* **Problem details**:
For this exercise, write out the whole listing below exactly, omitting its images.

* **Study material**:
┄┄┄┄┄┄┄┄┄┄

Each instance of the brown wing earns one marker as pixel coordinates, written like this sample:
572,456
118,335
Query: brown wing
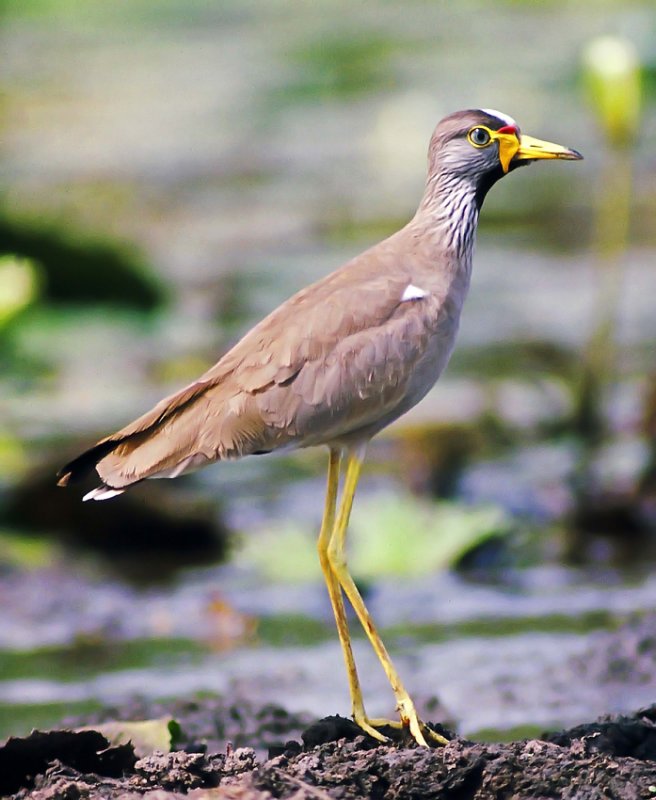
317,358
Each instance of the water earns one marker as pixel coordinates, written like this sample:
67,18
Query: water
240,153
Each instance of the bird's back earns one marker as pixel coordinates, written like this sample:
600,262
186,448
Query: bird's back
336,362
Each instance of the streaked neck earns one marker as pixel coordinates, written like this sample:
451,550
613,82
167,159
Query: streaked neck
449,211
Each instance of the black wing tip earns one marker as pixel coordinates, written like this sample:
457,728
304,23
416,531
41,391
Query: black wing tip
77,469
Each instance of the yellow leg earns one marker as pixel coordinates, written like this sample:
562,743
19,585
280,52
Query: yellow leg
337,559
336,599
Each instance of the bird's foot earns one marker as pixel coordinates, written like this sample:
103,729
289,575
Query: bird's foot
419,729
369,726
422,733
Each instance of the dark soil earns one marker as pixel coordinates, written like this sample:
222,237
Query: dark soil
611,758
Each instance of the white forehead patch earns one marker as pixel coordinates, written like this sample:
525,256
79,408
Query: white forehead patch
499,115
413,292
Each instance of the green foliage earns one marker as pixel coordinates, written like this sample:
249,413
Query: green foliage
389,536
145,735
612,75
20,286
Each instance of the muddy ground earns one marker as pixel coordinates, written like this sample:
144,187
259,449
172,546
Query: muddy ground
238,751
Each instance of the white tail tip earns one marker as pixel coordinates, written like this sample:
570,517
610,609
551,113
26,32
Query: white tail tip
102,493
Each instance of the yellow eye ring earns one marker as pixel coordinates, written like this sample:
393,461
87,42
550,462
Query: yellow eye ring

┄┄┄┄┄┄┄┄┄┄

* **Exercise solution**:
Each instance of the brown wing earns one marker as pixel coordinates, written like this sample:
572,456
118,335
Query: brown wing
317,358
Each instance of the water earns one marker as pixel coordinates, written like this sample:
67,18
Query: water
240,153
Each instance of the bird's back earns one marker as pixel coordinates, written like this sample:
600,262
186,448
Query: bird's back
336,362
Each instance of the streaked neck earns one marker as pixel coordinates, written like this sample:
451,550
613,82
167,159
Query: streaked neck
449,211
Each instance of the black wing tip earns one marker as pixel coordinates, written like this sample:
457,728
304,23
416,531
41,391
Query: black wing tip
77,469
Each instance of the yellow leg earns one marker as pixel coordinates, written like this sample:
562,743
19,585
280,52
Query: yellow leg
337,559
336,599
Each instance of the bird's foot earns one marker as pixel coordinates, written like this sample:
103,729
289,575
Query: bird's foot
419,729
369,726
422,733
Each instance of the dark soil earns one marker as pixel coordinates, written like this sample:
222,237
Query: dark soil
611,758
Each instance of the white forehead patch earns one marker as pixel coordinates, written like this sample:
525,256
79,408
Query: white forehead patch
499,115
413,292
Each instance of the green foliage earns one marker as pixel coordinates, written like this sample:
249,413
Query: green foliage
389,536
145,735
612,75
20,286
Each instance of the muddy ground earns one marker as pixel coordinates, written like this sample:
144,187
259,449
172,546
Query: muddy ground
238,751
Each instance of the white tail tip earns one marker as pixel coordinates, written like this sample:
570,517
610,609
551,113
26,32
Query: white tail tip
102,493
Each instance of the yellow eye ring earns one marker as pixel coordinates, written like this sample:
393,461
87,42
550,462
Query: yellow eye ring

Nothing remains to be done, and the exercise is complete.